Render the following material again verbatim, leaving nothing out.
── PROVIDED RECORDS ──
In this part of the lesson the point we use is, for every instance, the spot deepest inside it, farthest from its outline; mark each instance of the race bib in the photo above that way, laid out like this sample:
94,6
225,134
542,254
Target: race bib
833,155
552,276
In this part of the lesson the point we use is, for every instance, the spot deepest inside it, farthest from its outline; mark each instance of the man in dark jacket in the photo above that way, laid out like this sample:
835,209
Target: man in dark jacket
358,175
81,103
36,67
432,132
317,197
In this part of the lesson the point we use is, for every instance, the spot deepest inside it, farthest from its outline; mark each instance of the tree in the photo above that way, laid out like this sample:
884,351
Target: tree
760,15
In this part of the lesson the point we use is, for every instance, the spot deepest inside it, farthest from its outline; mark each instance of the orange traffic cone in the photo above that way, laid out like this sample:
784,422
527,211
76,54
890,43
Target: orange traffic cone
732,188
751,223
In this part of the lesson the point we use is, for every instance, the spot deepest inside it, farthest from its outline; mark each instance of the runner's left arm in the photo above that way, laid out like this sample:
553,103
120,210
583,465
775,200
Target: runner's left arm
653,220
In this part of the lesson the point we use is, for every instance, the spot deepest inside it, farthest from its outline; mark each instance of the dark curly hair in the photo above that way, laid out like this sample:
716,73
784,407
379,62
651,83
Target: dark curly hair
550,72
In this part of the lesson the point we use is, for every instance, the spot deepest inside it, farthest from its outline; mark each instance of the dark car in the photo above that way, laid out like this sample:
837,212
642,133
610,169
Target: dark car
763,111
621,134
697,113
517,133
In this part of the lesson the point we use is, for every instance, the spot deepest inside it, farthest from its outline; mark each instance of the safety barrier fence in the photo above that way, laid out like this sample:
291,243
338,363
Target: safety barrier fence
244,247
───
SOLUTION TO THIS PROBLEM:
In this part of the lesson the point we use is, for every instance, the spot deepest inside it, farthest from its outline; mark each instance of the race bib in the photo above that way, laid out like this sample:
94,6
225,134
542,254
Target: race bib
833,155
552,276
In this part of the lesson the point we use is, for every instance, the spot deepest inside it, farthest from its outline; mark each instance of the man in dark jacket in the photo above that way, laid out like this sample:
835,209
Target: man in dark jacket
358,175
81,103
36,67
432,132
317,197
In this part of the lesson the point we use is, for every instance, the spot deepest inside it, farthest from its outline; mark each instance of the tree in the photo above that way, laid out like this sample:
884,351
Target: tree
760,15
In this part of the lesson the point we use is, for every instance, the spot deepest inside it, farthest from its outline; mark each instance of the orange traffic cone in the photo above that way, laid out like this sample:
784,422
527,211
76,54
890,43
Target: orange traffic cone
732,188
751,223
In this part of the lesson the point we use is, for every instance, the spot deepest inside it, farthest from its outline; mark each instance of the runner's left arm in the photo above that way, laid out like this sample:
553,103
120,210
583,465
775,200
Target: runner's left arm
653,220
In this part of the lesson the point we use is, for every instance, the spot deepest inside it, farthest from its outline; mark each instance of the dark curly hair in the photo above that way, laid out like this sample:
716,73
784,407
379,62
651,83
Target: dark curly hair
550,72
In this part of the lesson the point we use is, for every instance, the spot deepest inside it, farthest from its outline; mark each instance of the dark car in the photo above that way, laid out like this sample:
837,212
642,133
610,169
Target: dark car
763,111
621,134
697,113
517,133
In this part of the lesson the point we use is, for every instance, the spot deepest inside it, farthest from its outline; mark each instance of the safety barrier fence in the photo above that way, laid out like this sample:
291,243
338,363
Target: safety barrier fence
244,247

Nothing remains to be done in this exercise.